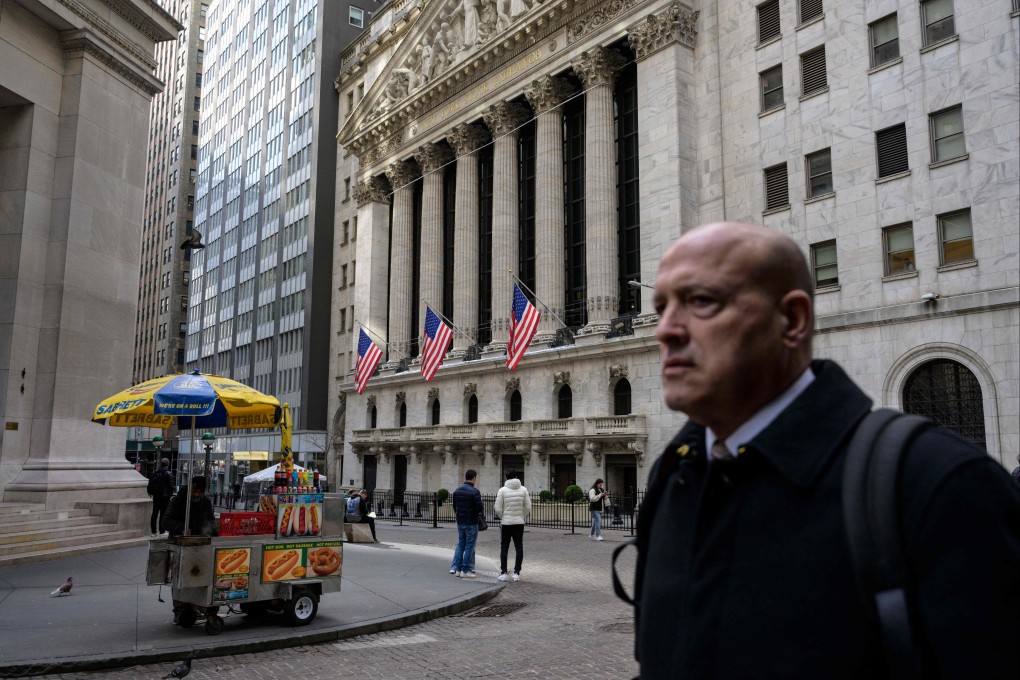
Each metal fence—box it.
[369,490,645,536]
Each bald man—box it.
[634,223,1020,680]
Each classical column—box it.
[627,2,701,325]
[524,75,574,343]
[571,47,626,334]
[411,144,453,338]
[447,123,489,356]
[386,161,418,362]
[482,102,530,351]
[352,176,390,352]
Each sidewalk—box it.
[0,532,503,677]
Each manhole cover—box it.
[599,621,634,635]
[464,603,527,618]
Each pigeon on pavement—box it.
[50,576,74,597]
[163,657,191,680]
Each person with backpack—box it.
[614,223,1020,680]
[588,477,609,540]
[450,469,485,578]
[145,458,175,536]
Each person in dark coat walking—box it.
[634,223,1020,680]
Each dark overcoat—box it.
[635,361,1020,680]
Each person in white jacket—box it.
[495,470,531,581]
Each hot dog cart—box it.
[146,492,344,635]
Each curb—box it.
[0,583,506,678]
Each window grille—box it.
[801,47,828,95]
[801,0,824,23]
[811,241,839,289]
[937,208,974,264]
[765,163,789,210]
[875,123,910,178]
[868,13,900,67]
[807,149,832,193]
[761,64,783,113]
[758,0,779,45]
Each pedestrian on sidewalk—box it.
[496,470,531,581]
[450,470,483,578]
[146,458,174,536]
[588,478,609,540]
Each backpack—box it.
[347,495,361,522]
[612,409,932,678]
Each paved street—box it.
[37,522,636,680]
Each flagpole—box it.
[421,298,477,345]
[358,321,410,359]
[507,269,570,328]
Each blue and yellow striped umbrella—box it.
[92,371,281,429]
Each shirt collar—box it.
[705,367,815,457]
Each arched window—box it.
[510,389,520,421]
[903,359,984,448]
[556,385,573,418]
[613,378,630,416]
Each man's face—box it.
[655,232,784,436]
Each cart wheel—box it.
[241,601,269,616]
[287,591,318,626]
[205,615,223,635]
[180,607,198,628]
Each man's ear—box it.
[779,291,815,349]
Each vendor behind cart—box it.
[162,476,216,538]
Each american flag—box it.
[421,305,453,380]
[354,329,383,395]
[507,283,542,371]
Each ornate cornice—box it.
[570,46,627,89]
[447,122,492,156]
[414,143,453,174]
[386,160,421,192]
[481,102,531,137]
[352,176,390,208]
[567,0,641,43]
[524,75,575,115]
[60,30,163,98]
[627,2,701,61]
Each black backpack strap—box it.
[843,409,929,678]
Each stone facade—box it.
[0,0,182,508]
[329,0,1020,499]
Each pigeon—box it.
[181,229,205,250]
[163,657,191,680]
[50,576,74,597]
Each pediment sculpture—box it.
[378,0,545,113]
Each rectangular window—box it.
[761,64,783,113]
[801,46,828,95]
[921,0,956,46]
[811,241,839,289]
[758,0,779,45]
[765,163,789,210]
[882,222,915,276]
[930,106,967,163]
[868,13,900,67]
[875,123,910,178]
[936,208,974,264]
[801,0,824,23]
[806,149,832,198]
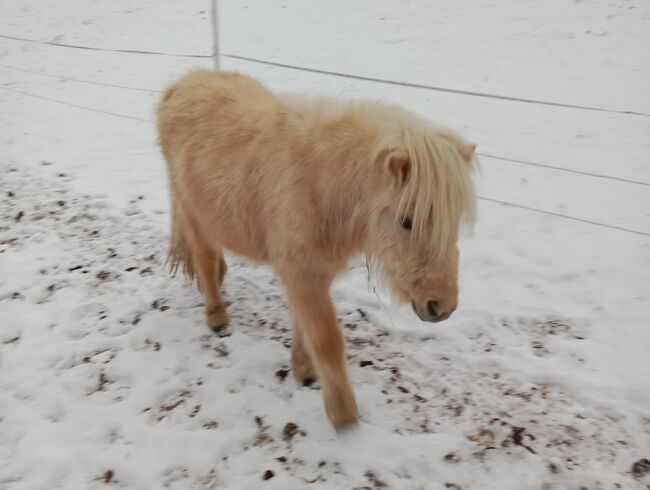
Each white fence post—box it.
[210,0,220,71]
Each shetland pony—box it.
[158,71,475,429]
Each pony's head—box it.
[368,129,475,322]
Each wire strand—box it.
[0,63,162,94]
[0,34,650,117]
[0,85,155,124]
[0,63,650,187]
[478,196,650,237]
[0,34,212,59]
[0,80,650,237]
[476,151,650,187]
[221,53,650,117]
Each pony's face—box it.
[370,203,458,322]
[368,140,474,322]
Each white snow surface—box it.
[0,0,650,490]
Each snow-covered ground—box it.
[0,0,650,490]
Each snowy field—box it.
[0,0,650,490]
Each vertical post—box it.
[210,0,221,71]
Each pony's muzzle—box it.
[411,300,455,323]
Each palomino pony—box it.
[159,71,475,429]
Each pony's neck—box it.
[314,120,374,259]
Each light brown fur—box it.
[159,71,474,428]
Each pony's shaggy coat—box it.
[159,71,475,427]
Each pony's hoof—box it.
[205,306,230,333]
[334,418,359,436]
[210,325,232,338]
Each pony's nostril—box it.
[427,300,438,318]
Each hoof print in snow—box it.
[262,470,275,481]
[282,422,307,441]
[102,470,116,484]
[210,325,232,338]
[632,458,650,479]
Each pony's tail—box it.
[167,190,194,280]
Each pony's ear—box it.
[377,150,411,186]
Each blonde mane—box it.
[376,106,476,259]
[279,94,476,259]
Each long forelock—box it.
[396,130,475,259]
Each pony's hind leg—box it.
[281,270,359,430]
[291,321,316,386]
[184,215,230,336]
[203,250,230,336]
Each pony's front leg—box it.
[282,271,359,429]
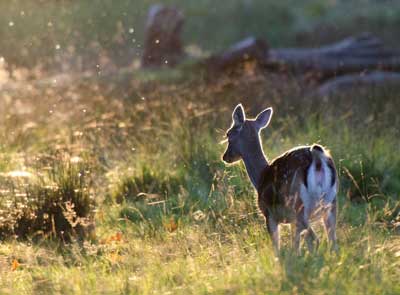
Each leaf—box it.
[164,217,178,233]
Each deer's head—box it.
[222,104,272,163]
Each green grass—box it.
[0,0,400,294]
[0,69,400,294]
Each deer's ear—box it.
[232,103,246,126]
[255,108,273,129]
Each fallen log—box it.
[266,33,400,77]
[312,71,400,97]
[206,33,400,79]
[205,37,268,71]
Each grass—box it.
[0,0,400,294]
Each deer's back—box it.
[258,146,336,222]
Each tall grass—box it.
[0,0,400,294]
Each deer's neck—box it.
[243,139,268,190]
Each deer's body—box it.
[223,105,338,250]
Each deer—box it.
[222,104,338,254]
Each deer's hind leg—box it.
[323,199,338,252]
[265,214,280,251]
[292,207,319,254]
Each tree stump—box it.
[142,5,184,67]
[266,33,400,78]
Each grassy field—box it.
[0,0,400,294]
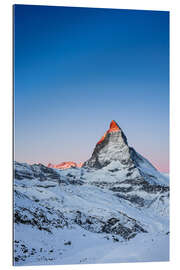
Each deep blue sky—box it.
[14,5,169,171]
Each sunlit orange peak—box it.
[97,120,120,144]
[108,120,120,132]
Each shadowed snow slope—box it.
[14,121,169,265]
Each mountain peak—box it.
[108,120,120,132]
[83,120,130,168]
[97,120,121,144]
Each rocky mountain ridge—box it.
[14,121,169,265]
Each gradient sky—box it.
[14,5,169,172]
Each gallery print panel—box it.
[13,5,169,266]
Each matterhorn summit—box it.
[14,120,169,266]
[84,120,131,169]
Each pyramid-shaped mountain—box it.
[83,120,166,184]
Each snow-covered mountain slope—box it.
[14,123,169,265]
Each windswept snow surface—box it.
[14,161,169,265]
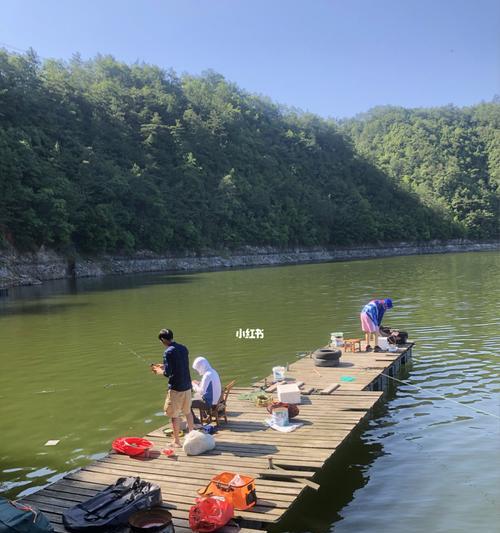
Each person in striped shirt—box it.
[360,298,392,352]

» Your goal
Arrange all the rows above as a numbered list, leaving out blank lines and the pictures.

» The response
1. Each metal fence—box it.
2. [369,490,645,536]
3. Each bald man—box it.
4. [634,223,1020,680]
5. Each classical column—box it.
6. [627,2,701,325]
7. [524,75,574,343]
8. [571,47,626,334]
9. [411,144,453,338]
10. [447,123,489,356]
11. [386,161,418,362]
12. [482,102,530,351]
13. [352,176,390,352]
14. Each sidewalk—box it.
15. [0,532,503,677]
16. Each manhole cover—box it.
17. [599,621,634,635]
18. [464,603,527,618]
19. Each pigeon on pavement—box it.
20. [50,576,74,597]
21. [163,657,191,680]
22. Each person with backpack—box it.
23. [614,223,1020,680]
24. [588,477,609,540]
25. [450,469,485,578]
26. [145,458,175,536]
27. Each person in dark coat walking—box it.
28. [634,223,1020,680]
29. Each dark overcoat—box it.
30. [635,361,1020,680]
31. Each person in white jacket—box it.
32. [495,470,531,581]
33. Each hot dog cart—box it.
34. [146,492,344,635]
35. Each curb—box it.
36. [0,583,506,678]
37. Each window grille—box it.
38. [801,47,828,95]
39. [801,0,824,23]
40. [811,241,839,289]
41. [937,208,974,264]
42. [765,163,789,210]
43. [875,123,910,178]
44. [868,13,900,67]
45. [807,149,832,193]
46. [761,64,783,113]
47. [758,0,779,45]
48. Each pedestrian on sidewalk—box it.
49. [496,470,531,581]
50. [450,470,483,578]
51. [146,458,174,536]
52. [588,478,609,540]
53. Each backpack—box it.
54. [347,495,361,522]
55. [612,409,932,678]
56. Each paved street—box it.
57. [37,522,636,680]
58. Each flagpole—box it.
59. [421,298,477,345]
60. [358,321,410,359]
61. [507,269,570,328]
62. Each blue and yellow striped umbrella—box it.
63. [92,371,281,429]
64. Each shirt collar—box it.
65. [705,367,815,457]
66. Each arched window—box it.
67. [510,389,520,421]
68. [903,359,984,448]
69. [556,385,573,418]
70. [613,378,630,416]
71. Each man's face—box it.
72. [655,232,784,436]
73. Each cart wheel—box it.
74. [241,601,269,616]
75. [287,591,318,626]
76. [205,615,223,635]
77. [180,607,198,628]
78. Each man's ear—box it.
79. [779,291,815,349]
80. Each vendor behind cart—box it.
81. [162,476,216,538]
82. Each american flag—box it.
83. [421,305,453,380]
84. [354,329,383,395]
85. [507,283,542,371]
86. Each ornate cornice—box it.
87. [570,46,627,89]
88. [447,122,492,156]
89. [414,143,453,174]
90. [386,160,421,192]
91. [481,102,531,137]
92. [352,176,390,208]
93. [567,0,641,43]
94. [524,75,575,115]
95. [60,30,163,98]
96. [627,2,701,61]
97. Each black backpack strap—box it.
98. [843,409,929,678]
99. Each stone facade—box it.
100. [0,0,182,508]
101. [329,0,1020,499]
102. Each pigeon—box it.
103. [181,229,205,250]
104. [163,657,191,680]
105. [50,576,74,597]
106. Each pediment sculpture—box it.
107. [378,0,545,113]
108. Each rectangular window—box it.
109. [761,64,783,113]
110. [801,46,828,95]
111. [921,0,956,46]
112. [811,241,839,289]
113. [758,0,779,45]
114. [765,163,789,210]
115. [882,222,915,276]
116. [930,106,967,163]
117. [868,13,900,67]
118. [875,123,910,178]
119. [936,208,974,264]
120. [801,0,824,23]
121. [806,149,832,198]
122. Each white fence post—box it.
123. [210,0,220,71]
124. Each shetland pony—box it.
125. [158,71,475,429]
126. Each pony's head—box it.
127. [368,129,475,322]
128. Each wire strand—box it.
129. [0,63,162,94]
130. [0,34,650,117]
131. [0,85,155,124]
132. [0,63,650,187]
133. [478,196,650,237]
134. [0,34,212,59]
135. [0,80,650,237]
136. [476,151,650,187]
137. [221,53,650,117]
138. Each pony's face—box it.
139. [370,203,458,322]
140. [368,140,474,322]
141. Each white snow surface—box it.
142. [0,0,650,490]
143. Each snow-covered ground—box it.
144. [0,0,650,490]
145. Each snowy field—box it.
146. [0,0,650,490]
147. Each vertical post—box it.
148. [210,0,221,71]
149. Each pony's muzzle—box it.
150. [411,300,455,323]
151. Each palomino pony—box it.
152. [159,71,475,429]
153. Each pony's neck—box it.
154. [314,120,374,259]
155. Each light brown fur—box it.
156. [159,71,474,428]
157. Each pony's shaggy coat—box it.
158. [159,71,475,427]
159. Each pony's hoof—box it.
160. [205,306,230,333]
161. [334,418,359,436]
162. [210,325,232,338]
163. Each pony's nostril—box it.
164. [427,300,438,318]
165. Each hoof print in snow—box it.
166. [262,470,275,481]
167. [282,422,307,441]
168. [102,470,116,484]
169. [210,325,232,338]
170. [632,458,650,479]
171. Each pony's tail—box it.
172. [167,190,194,280]
173. Each pony's ear—box it.
174. [377,150,411,186]
175. Each blonde mane—box it.
176. [376,106,476,259]
177. [279,94,476,259]
178. Each long forelock—box it.
179. [396,130,475,259]
180. Each pony's hind leg—box it.
181. [281,270,359,430]
182. [291,321,316,386]
183. [184,215,230,336]
184. [203,250,230,336]
185. Each pony's front leg—box it.
186. [282,271,359,429]
187. Each leaf—box it.
188. [164,217,178,233]
189. Each deer's head—box it.
190. [222,104,272,163]
191. Each green grass—box it.
192. [0,0,400,294]
193. [0,69,400,294]
194. Each deer's ear—box it.
195. [232,103,246,126]
196. [255,108,273,129]
197. Each fallen log—box it.
198. [266,33,400,77]
199. [312,71,400,97]
200. [206,33,400,79]
201. [205,37,268,71]
202. Each grass—box it.
203. [0,0,400,294]
204. Each deer's back—box it.
205. [258,146,336,222]
206. Each tall grass—box it.
207. [0,0,400,294]
208. Each deer's neck—box it.
209. [243,139,268,190]
210. Each deer's body—box it.
211. [223,105,338,250]
212. Each deer—box it.
213. [222,104,338,254]
214. Each deer's hind leg—box it.
215. [323,199,338,252]
216. [265,214,280,251]
217. [292,207,319,254]
218. Each tree stump—box it.
219. [142,5,184,67]
220. [266,33,400,78]
221. Each grassy field—box it.
222. [0,0,400,294]
223. Each deep blue sky—box it.
224. [14,5,169,171]
225. Each sunlit orange peak—box it.
226. [97,120,120,144]
227. [108,120,120,132]
228. Each shadowed snow slope—box it.
229. [14,121,169,265]
230. Each mountain peak—box it.
231. [108,120,120,132]
232. [83,120,130,168]
233. [97,120,121,144]
234. Each rocky mountain ridge—box it.
235. [14,121,169,265]
236. Each gradient sky—box it.
237. [14,5,169,172]
238. Each gallery print panel—box it.
239. [13,5,169,266]
240. Each matterhorn summit—box it.
241. [14,120,169,266]
242. [84,120,131,169]
243. Each pyramid-shaped mountain—box it.
244. [83,120,166,184]
245. Each snow-covered mountain slope—box it.
246. [14,123,169,265]
247. Each windswept snow surface—box it.
248. [14,161,169,265]
249. Each person in striped shirt—box it.
250. [360,298,392,352]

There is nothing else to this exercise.